--- SET TASK ---
Copy out the lines below from the one containing "Could you please put a dot on the church" through the one containing "column 586, row 304", both ends included, without changing anything.

Labeled-object pointing entries
::::::::

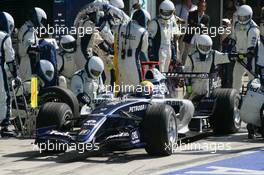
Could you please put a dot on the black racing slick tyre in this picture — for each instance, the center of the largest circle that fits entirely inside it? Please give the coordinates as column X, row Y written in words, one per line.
column 160, row 130
column 60, row 95
column 53, row 114
column 226, row 118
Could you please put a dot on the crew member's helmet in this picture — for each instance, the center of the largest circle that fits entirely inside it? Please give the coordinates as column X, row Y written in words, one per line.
column 38, row 17
column 68, row 43
column 46, row 71
column 117, row 3
column 6, row 22
column 94, row 67
column 166, row 9
column 137, row 3
column 204, row 44
column 244, row 14
column 147, row 89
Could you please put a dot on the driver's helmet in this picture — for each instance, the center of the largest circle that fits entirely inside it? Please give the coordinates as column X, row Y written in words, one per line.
column 94, row 67
column 117, row 3
column 46, row 71
column 6, row 22
column 147, row 89
column 204, row 44
column 38, row 17
column 166, row 9
column 244, row 14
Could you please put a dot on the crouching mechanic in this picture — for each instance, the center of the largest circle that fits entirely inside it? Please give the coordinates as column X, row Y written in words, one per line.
column 7, row 56
column 66, row 58
column 254, row 100
column 203, row 60
column 87, row 83
column 28, row 42
column 132, row 49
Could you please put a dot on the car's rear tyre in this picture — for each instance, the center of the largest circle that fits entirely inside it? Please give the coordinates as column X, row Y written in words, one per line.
column 226, row 118
column 60, row 95
column 160, row 130
column 53, row 114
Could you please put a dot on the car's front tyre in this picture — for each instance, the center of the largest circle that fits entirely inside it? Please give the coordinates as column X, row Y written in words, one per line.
column 160, row 130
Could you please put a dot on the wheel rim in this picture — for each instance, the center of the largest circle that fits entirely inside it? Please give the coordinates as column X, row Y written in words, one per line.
column 237, row 118
column 172, row 129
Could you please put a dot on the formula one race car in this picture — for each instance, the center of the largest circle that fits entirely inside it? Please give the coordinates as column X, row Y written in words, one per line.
column 218, row 109
column 120, row 122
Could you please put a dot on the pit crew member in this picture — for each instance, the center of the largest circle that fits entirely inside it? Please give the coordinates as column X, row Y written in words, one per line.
column 28, row 42
column 7, row 56
column 161, row 34
column 203, row 60
column 87, row 83
column 245, row 36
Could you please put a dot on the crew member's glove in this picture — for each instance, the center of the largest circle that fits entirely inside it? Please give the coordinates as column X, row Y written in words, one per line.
column 251, row 53
column 233, row 56
column 249, row 65
column 84, row 99
column 189, row 89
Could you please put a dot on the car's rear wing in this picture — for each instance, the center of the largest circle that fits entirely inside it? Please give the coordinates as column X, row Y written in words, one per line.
column 198, row 75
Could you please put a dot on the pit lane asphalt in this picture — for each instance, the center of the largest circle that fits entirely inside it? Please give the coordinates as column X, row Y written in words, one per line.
column 17, row 157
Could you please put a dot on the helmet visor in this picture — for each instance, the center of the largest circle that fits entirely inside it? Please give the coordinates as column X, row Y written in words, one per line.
column 69, row 46
column 95, row 73
column 204, row 48
column 43, row 22
column 49, row 74
column 166, row 13
column 243, row 19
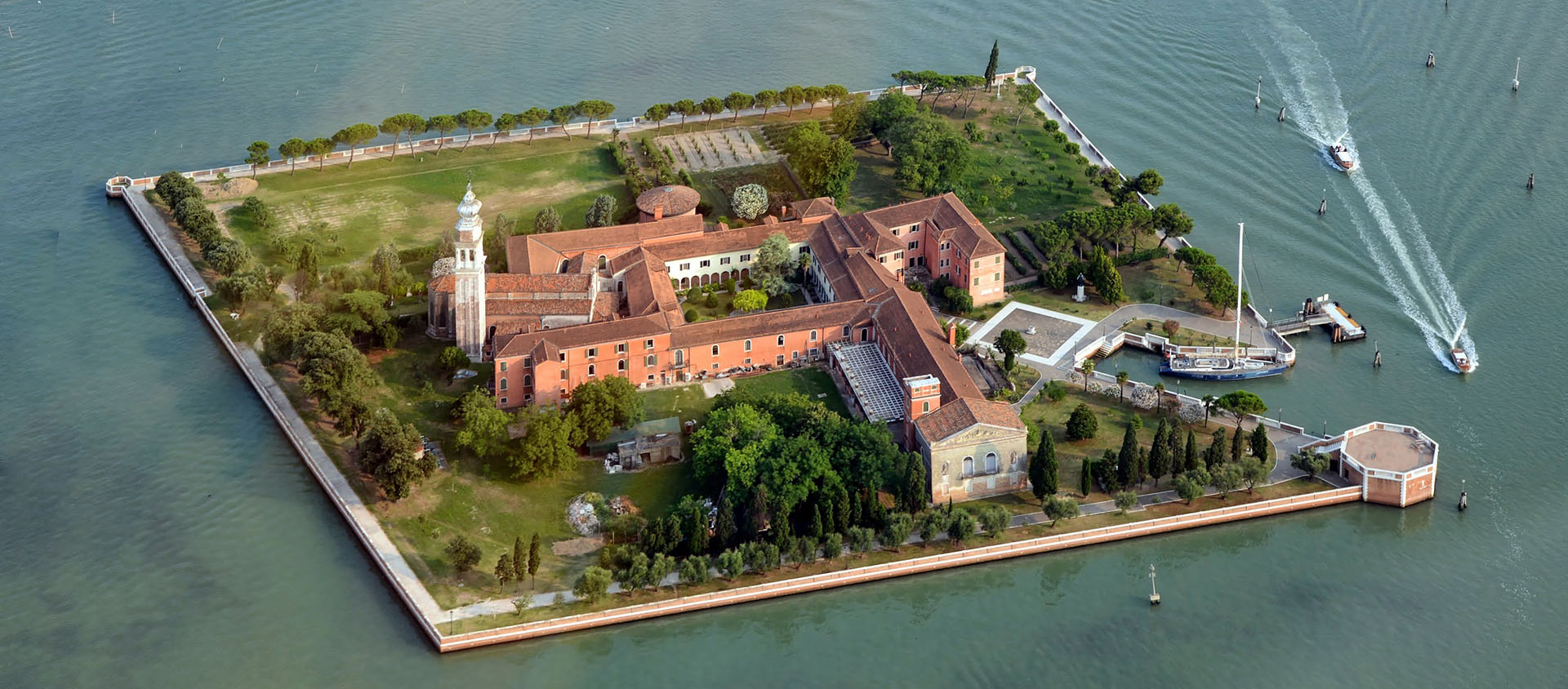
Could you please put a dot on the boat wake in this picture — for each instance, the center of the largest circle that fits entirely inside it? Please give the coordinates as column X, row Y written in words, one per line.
column 1392, row 232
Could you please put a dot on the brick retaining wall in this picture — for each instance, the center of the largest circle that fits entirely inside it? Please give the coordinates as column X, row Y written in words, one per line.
column 858, row 575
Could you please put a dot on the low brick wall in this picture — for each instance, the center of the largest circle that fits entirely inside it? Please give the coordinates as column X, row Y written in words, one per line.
column 831, row 580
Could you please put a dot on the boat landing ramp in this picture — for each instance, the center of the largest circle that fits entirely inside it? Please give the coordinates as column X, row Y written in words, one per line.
column 1321, row 312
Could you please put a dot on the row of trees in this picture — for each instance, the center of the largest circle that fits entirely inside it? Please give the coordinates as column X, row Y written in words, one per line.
column 767, row 99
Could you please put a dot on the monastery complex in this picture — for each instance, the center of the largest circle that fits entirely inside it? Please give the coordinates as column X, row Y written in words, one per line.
column 593, row 303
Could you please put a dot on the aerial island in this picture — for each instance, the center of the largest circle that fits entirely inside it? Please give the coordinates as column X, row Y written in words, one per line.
column 562, row 371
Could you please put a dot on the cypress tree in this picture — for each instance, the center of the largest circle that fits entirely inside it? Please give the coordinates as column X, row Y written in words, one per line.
column 841, row 511
column 1237, row 445
column 1043, row 467
column 1174, row 450
column 1259, row 443
column 1128, row 459
column 1159, row 453
column 519, row 559
column 990, row 68
column 725, row 527
column 1143, row 465
column 533, row 558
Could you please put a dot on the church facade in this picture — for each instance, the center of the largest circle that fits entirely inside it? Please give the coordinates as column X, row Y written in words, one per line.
column 586, row 304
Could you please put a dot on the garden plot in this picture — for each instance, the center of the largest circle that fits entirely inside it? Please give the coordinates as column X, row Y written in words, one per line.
column 709, row 151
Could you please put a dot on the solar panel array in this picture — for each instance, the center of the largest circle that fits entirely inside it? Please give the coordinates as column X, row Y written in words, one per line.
column 871, row 380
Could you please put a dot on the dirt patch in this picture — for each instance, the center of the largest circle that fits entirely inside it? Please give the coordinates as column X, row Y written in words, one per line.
column 577, row 547
column 235, row 189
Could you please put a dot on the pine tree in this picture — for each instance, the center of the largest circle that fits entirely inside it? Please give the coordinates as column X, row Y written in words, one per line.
column 1043, row 467
column 1237, row 445
column 1128, row 459
column 1159, row 453
column 533, row 558
column 1259, row 442
column 1215, row 455
column 519, row 559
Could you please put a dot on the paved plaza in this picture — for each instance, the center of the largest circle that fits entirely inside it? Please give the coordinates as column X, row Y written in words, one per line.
column 1053, row 339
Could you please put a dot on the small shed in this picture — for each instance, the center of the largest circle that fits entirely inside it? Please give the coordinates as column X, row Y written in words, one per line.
column 649, row 443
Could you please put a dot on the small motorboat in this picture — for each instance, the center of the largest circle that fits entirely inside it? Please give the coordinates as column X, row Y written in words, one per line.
column 1341, row 155
column 1462, row 361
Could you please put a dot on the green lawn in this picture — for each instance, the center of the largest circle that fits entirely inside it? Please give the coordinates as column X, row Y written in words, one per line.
column 1043, row 177
column 1114, row 417
column 726, row 304
column 412, row 199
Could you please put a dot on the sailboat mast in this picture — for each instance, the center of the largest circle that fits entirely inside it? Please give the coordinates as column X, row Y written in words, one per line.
column 1241, row 237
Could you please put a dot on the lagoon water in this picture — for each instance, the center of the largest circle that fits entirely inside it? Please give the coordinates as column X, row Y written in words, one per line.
column 157, row 531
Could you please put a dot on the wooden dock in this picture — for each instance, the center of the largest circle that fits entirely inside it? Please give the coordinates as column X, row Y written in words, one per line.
column 1325, row 313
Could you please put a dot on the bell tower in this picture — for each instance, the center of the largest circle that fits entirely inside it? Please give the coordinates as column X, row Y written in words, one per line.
column 468, row 313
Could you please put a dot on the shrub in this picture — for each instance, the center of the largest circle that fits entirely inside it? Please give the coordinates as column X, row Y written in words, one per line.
column 1082, row 425
column 750, row 201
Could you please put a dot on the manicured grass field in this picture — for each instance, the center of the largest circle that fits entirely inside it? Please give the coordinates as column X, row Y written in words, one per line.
column 1046, row 180
column 412, row 199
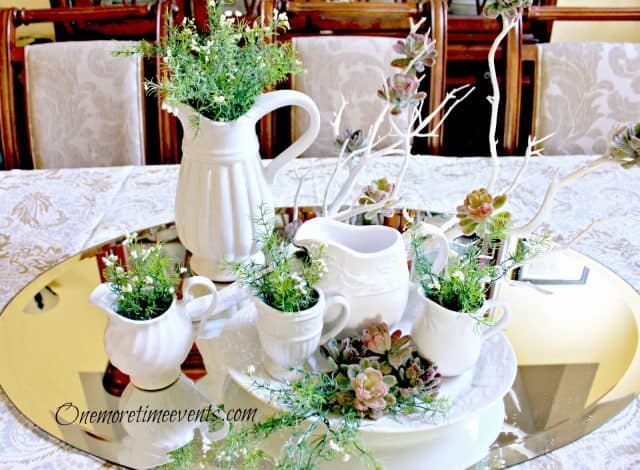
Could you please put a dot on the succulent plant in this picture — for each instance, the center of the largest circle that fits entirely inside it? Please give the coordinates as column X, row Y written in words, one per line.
column 419, row 374
column 625, row 145
column 376, row 191
column 401, row 349
column 506, row 8
column 371, row 390
column 476, row 214
column 344, row 352
column 376, row 338
column 402, row 91
column 410, row 50
column 373, row 372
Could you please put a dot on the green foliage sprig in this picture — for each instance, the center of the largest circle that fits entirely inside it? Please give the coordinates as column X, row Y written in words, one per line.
column 284, row 278
column 219, row 73
column 145, row 286
column 465, row 281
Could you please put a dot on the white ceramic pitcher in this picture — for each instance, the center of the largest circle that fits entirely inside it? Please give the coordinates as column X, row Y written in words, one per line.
column 223, row 183
column 367, row 265
column 151, row 351
column 452, row 339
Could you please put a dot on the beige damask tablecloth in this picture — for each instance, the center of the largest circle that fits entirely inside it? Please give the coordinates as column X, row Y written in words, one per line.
column 48, row 215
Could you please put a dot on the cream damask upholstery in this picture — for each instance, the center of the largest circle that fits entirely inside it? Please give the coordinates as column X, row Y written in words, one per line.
column 85, row 106
column 351, row 66
column 584, row 89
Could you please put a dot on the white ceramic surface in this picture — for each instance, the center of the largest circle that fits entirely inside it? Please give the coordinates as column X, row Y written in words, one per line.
column 455, row 447
column 223, row 184
column 151, row 351
column 490, row 379
column 289, row 339
column 451, row 339
column 366, row 264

::::::::

--- TASK RESULT ---
Could you please put a dot on the church facade in this picture — for each instance, the center of the largest circle that fits entirely inside it? Please give the coordinates as column X, row Y written in words, one per line.
column 586, row 304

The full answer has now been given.